Region pointing data
○ ○ ○ ○ ○

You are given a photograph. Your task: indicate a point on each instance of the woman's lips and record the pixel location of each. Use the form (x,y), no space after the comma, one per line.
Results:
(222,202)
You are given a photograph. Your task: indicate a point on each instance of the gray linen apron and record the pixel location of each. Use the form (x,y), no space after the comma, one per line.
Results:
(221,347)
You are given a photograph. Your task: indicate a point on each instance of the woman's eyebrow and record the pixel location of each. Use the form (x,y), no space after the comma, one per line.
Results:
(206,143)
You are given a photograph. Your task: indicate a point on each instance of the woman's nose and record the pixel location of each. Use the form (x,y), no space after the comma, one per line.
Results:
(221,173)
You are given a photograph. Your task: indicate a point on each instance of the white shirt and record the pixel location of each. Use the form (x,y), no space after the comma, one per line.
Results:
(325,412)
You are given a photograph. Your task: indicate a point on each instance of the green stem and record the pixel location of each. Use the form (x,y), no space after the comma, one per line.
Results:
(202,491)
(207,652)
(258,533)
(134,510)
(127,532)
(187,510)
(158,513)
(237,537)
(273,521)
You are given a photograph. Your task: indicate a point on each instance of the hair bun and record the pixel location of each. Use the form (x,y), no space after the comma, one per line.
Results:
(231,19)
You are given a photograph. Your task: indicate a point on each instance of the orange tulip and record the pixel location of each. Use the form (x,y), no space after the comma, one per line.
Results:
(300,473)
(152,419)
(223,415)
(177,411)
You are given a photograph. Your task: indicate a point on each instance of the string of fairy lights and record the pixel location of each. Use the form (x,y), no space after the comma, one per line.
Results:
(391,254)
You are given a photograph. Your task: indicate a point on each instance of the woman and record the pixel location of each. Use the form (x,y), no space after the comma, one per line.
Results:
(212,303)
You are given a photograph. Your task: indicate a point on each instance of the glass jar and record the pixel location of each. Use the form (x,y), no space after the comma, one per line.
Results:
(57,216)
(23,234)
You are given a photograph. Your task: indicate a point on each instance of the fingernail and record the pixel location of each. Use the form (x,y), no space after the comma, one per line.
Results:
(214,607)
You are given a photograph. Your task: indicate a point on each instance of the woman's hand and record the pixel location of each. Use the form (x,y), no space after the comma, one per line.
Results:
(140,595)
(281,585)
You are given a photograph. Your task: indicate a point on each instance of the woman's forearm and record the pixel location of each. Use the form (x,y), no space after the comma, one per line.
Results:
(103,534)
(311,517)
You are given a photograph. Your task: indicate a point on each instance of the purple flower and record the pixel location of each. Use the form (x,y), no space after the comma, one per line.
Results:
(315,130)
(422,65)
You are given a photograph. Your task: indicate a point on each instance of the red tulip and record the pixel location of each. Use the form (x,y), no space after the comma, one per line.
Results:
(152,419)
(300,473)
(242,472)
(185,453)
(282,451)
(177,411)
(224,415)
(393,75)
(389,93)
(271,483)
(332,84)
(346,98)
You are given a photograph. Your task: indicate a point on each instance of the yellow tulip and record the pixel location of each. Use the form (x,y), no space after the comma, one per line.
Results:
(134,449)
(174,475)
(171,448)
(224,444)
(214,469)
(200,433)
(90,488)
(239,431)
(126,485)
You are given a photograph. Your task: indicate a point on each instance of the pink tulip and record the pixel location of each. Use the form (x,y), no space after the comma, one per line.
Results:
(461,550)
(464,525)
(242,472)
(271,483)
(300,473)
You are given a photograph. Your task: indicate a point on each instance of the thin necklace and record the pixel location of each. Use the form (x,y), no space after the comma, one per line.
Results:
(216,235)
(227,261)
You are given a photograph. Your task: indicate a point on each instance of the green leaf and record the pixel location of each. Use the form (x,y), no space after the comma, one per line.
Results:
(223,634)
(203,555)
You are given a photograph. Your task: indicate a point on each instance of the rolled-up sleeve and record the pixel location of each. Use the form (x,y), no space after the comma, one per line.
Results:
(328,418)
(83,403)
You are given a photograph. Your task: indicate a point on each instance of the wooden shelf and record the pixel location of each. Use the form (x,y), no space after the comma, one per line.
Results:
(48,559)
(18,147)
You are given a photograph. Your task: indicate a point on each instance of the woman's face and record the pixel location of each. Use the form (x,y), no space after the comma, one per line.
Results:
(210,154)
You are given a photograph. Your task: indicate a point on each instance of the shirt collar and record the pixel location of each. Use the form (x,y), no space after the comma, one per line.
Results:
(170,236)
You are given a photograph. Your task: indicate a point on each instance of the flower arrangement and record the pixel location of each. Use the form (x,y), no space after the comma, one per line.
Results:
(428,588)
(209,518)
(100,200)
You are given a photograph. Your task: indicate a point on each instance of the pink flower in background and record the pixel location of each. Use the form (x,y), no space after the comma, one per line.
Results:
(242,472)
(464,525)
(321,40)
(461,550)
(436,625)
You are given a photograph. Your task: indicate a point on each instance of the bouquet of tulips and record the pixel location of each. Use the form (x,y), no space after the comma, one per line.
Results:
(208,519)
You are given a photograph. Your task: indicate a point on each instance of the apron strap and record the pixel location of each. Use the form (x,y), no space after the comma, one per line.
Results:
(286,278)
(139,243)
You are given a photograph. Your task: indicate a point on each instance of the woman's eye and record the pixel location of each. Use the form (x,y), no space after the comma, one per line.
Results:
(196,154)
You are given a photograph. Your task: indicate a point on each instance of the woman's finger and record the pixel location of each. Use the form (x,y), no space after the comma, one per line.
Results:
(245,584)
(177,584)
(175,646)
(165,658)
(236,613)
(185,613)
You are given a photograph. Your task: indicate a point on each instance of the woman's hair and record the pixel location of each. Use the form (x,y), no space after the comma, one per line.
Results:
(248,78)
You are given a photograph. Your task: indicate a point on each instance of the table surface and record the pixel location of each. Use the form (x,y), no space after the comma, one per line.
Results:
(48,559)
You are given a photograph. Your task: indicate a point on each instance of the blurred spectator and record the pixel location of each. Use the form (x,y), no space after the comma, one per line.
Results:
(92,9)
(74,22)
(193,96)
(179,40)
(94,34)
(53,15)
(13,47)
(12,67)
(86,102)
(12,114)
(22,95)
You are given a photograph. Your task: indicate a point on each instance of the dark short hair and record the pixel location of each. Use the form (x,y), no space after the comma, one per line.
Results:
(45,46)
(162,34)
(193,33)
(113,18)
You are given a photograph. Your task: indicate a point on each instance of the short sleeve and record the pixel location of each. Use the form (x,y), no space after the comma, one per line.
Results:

○ ○ ○ ○ ○

▶ PROBLEM: Repeat all the entries word for word.

▶ SOLUTION:
You are given a photograph. Your task: indicate a point on each instance of the woman's lips and record the pixel location of each. Use the form (x,y), no space after the comma, one per line.
Results:
(222,202)
You are given a photograph. Your task: indicate a point on each instance of the gray linen apron and record the pixel location of each. Use the form (x,y), no space after the comma, one per line.
Results:
(221,347)
You are given a photograph. Your task: indicate a point on each instance of the woman's eyebrow and record the pixel location of each. Use the form (x,y), no space after the comma, one per line.
Results:
(206,143)
You are given a photograph. Your task: indicate a point on each instance of the woman's nose and record the pixel location of each. Use the form (x,y), no space after the comma, one per line.
Results:
(221,173)
You are given a photograph. Your task: indicate a point on each instance of the white shirt and record the pixel location of each. Use the form (x,y), no space after the comma, one per line.
Results:
(325,412)
You are given a photograph. Your task: indicate a point on each instance of the green stem and record the pixel location of each. Use the form (x,y), no space after the comma, one per line.
Results:
(202,491)
(207,652)
(258,533)
(134,510)
(127,532)
(187,510)
(158,513)
(237,537)
(273,521)
You are given a photograph. Your task: indicate a point on each instance of the hair bun and record the pixel location of each. Use the form (x,y), no space after the comma, one per line.
Results:
(231,19)
You are given a photograph. Your task: indicate a point on each instance of the orange tulip and record the pixel location of each. Use the form (x,y), no space after the comma, one per line.
Results:
(300,473)
(152,419)
(223,415)
(177,411)
You are given a photograph. Your task: indicate a point on each instance of the string of fairy lights and record the pixel location of each. Use the form (x,y), no space after the comma, one per line.
Results:
(391,254)
You are given a photograph. Your task: indicate a point on each instance of the woman and record the pixel location of each. Use the form (x,y), no space after the comma, one per line.
Results:
(212,303)
You are given a photograph. Your task: indicate a point on each instance of the glass jar and record the pixel location of each. Use the form (x,y), no space after the comma, one per line.
Results:
(57,216)
(23,234)
You are given a photograph. Your task: indicate a point on each instance of the fingernail and record the pixel location of each. Use the form (x,y), no space after the comma, one per line.
Results:
(214,607)
You are given a photograph. Your task: indicate a point on each instance of the woman's hand and record the pixel location of each. Use the form (x,y), no space after the comma, one per line.
Results:
(140,595)
(281,585)
You are given a photograph. Your task: indicate a point on each instance of the woman's forearm and record the pixel location of each. Use the form (x,y), no space after the comma, one per line.
Results:
(103,534)
(311,517)
You are given a photograph. Your task: indicate a point on each instance of the purple flower and record the pixel location of each. Use the form (x,y), no space after the comma, one per line.
Results:
(315,130)
(422,65)
You are given a photograph. Your task: indicate a point on each instance of the red tulip and record the pixel location of each. Use the form (x,y), no space after the comma, one per line.
Results:
(152,419)
(300,473)
(242,472)
(185,453)
(282,451)
(177,411)
(224,415)
(393,75)
(389,93)
(271,483)
(332,84)
(346,98)
You are given a photograph. Your task: indicate a point on each instance of the yellow tulip and record the pixel location of each. Use the form (x,y), no space after the comma, one per line.
Results:
(134,449)
(174,475)
(171,448)
(224,444)
(214,469)
(200,433)
(90,488)
(239,431)
(126,485)
You are given a photograph. Your task: indicate a point on each instance of the pink tulip and record the pixel location of each. Use the form (x,y), no space after the comma, one per line.
Results:
(461,550)
(464,525)
(242,472)
(271,483)
(300,473)
You are given a photograph. Your task: indicate a point on each instance of the thin necklace and record the pixel location of each. Use the form (x,y), no space after the comma, one per line.
Results:
(216,235)
(227,261)
You are given a photograph. Your task: indicate a point on each instance of the green leaf and record the pixel location of each. Use the form (x,y), no space after the comma, one per line.
Results:
(223,634)
(203,555)
You are given a photograph. Your task: indicate a point on each instance of the rolled-up sleeve and record the pixel location of each. Use the form (x,y), no space after the comma, one per line.
Results:
(328,418)
(83,403)
You are given a photograph. Your task: indicate a point on each instance of the wooden shelf and record the pixel location of each. Use the form (x,y), no space after the comma, one per line.
Results:
(48,559)
(18,147)
You are given a photograph. Your task: indicate a point on each instance of the woman's face and record the pixel location of each. Use the form (x,y), no space after the comma, one per line.
Results:
(210,154)
You are given a photograph. Your task: indicate a point on each instance of the shirt collar and record the pixel location of each. Use the form (x,y), no space after the comma, one per line.
Results:
(170,236)
You are given a photograph. Your task: indicate a point on each instance of the flower arrangement and record the pixel location of each. Use the form (x,y), no space after the comma, one per line.
Results:
(428,588)
(209,518)
(100,200)
You are given a photograph. Your task: indicate a point on each instance of the pink flower in background and record the pixel location of each. Use the form (x,y), no space after the comma, one per line.
Results:
(242,472)
(464,525)
(321,40)
(461,550)
(436,625)
You are given a photograph. Your task: indicate a point on each instance of the bouquet of tulips and record the pixel location of each. Use the form (x,y), no space after the comma, one per line.
Results:
(208,519)
You are given a photograph. Your task: indicate a point on each instance of the apron strap and record the pixel location of each. Use the form (x,y), no space after the comma, one per line.
Results:
(286,278)
(139,243)
You are given a photograph. Your task: indicate a point on each instance of the woman's eye and record the pixel location of each. Use the form (x,y), no space after the comma, one per line.
Results:
(196,154)
You are given a photograph. Your task: indicate a point on each instance of the woman's finger and record the pixel location of each. Use the form (x,y), no space after the comma, one per line.
Results:
(245,584)
(177,584)
(175,646)
(165,658)
(236,613)
(185,613)
You are given a photograph. Your task: indicate a point on each instance of the woman's hair and record the pixel location of each. Use the form (x,y), no space after the comma, one per line.
Results:
(248,78)
You are given a photograph. Your task: indicate a point on each instance of the table surface and record the pixel location of each. Use the form (x,y), no space after the comma, one per line.
Results:
(48,559)
You are given a photograph. Your task: indicate a point on each instance of the blurred spectator and record the pixel location of each. Use the form (x,y), no space after the comma, one per line.
Results:
(92,9)
(74,22)
(193,96)
(179,40)
(94,34)
(53,15)
(13,47)
(12,67)
(86,102)
(12,114)
(22,95)
You are given a photograph. Your task: indicate a point on each instance of the dark short hair and record the pixel location of each. Use the form (x,y), no space after the comma, one per line.
Results:
(45,46)
(162,34)
(193,33)
(113,18)
You are given a photograph. Your task: indicate a point on each instance of the short sleeve and record the pixel location of each. Use the form (x,y), no space after the comma, one per line.
Results:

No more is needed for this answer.